» Data shown:
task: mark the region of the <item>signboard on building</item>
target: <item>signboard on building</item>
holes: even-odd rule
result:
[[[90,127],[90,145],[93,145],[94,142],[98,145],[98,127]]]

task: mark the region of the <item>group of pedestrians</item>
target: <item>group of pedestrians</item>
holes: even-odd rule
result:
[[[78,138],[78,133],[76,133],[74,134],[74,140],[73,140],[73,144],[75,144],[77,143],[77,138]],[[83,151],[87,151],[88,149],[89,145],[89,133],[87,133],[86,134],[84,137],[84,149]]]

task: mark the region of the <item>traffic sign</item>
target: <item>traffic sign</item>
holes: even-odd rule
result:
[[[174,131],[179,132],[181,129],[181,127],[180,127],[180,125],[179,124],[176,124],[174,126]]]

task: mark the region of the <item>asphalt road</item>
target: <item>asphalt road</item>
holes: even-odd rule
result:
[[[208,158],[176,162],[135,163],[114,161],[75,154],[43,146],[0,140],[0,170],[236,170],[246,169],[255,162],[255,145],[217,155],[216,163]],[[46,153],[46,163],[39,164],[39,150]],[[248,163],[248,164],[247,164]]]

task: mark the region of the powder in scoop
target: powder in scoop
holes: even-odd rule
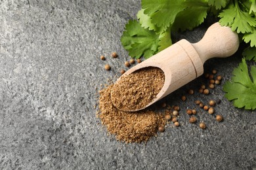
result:
[[[114,105],[129,111],[145,107],[158,95],[165,81],[163,71],[158,67],[145,67],[121,77],[112,88]]]

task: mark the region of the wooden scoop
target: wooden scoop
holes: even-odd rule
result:
[[[182,39],[131,68],[122,76],[147,67],[156,67],[163,71],[165,76],[163,86],[146,108],[202,75],[203,73],[203,65],[206,60],[214,57],[230,56],[236,52],[238,46],[237,33],[230,27],[222,27],[217,22],[208,28],[198,42],[192,44]],[[113,105],[116,107],[115,103]]]

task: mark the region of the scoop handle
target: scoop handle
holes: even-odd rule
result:
[[[203,63],[211,58],[226,58],[234,54],[238,48],[239,39],[230,27],[216,22],[208,28],[201,41],[192,45]]]

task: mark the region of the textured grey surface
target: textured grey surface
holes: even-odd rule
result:
[[[255,169],[255,111],[234,108],[222,86],[181,102],[202,77],[163,99],[180,105],[181,127],[168,125],[146,144],[107,135],[95,116],[95,88],[118,75],[129,59],[119,39],[140,8],[135,0],[1,1],[0,169]],[[204,30],[175,37],[196,42]],[[119,58],[110,58],[114,51]],[[211,60],[205,71],[216,68],[228,80],[240,60]],[[184,112],[194,99],[217,98],[223,122],[202,112],[198,117],[207,129],[189,124]]]

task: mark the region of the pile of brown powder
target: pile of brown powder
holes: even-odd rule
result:
[[[146,67],[123,76],[112,88],[114,105],[122,110],[140,109],[150,103],[160,92],[165,81],[163,71]]]
[[[126,143],[147,141],[156,135],[158,127],[166,124],[164,116],[152,110],[129,112],[117,109],[110,99],[113,88],[110,85],[100,91],[99,117],[108,131]]]

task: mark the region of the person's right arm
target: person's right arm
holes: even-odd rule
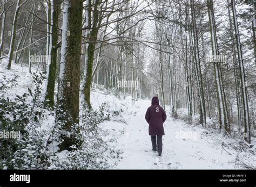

» Task to carry out: Pull out every line of the records above that contains the word "wooden".

» Complete output:
task: mark the region of the wooden scoop
target: wooden scoop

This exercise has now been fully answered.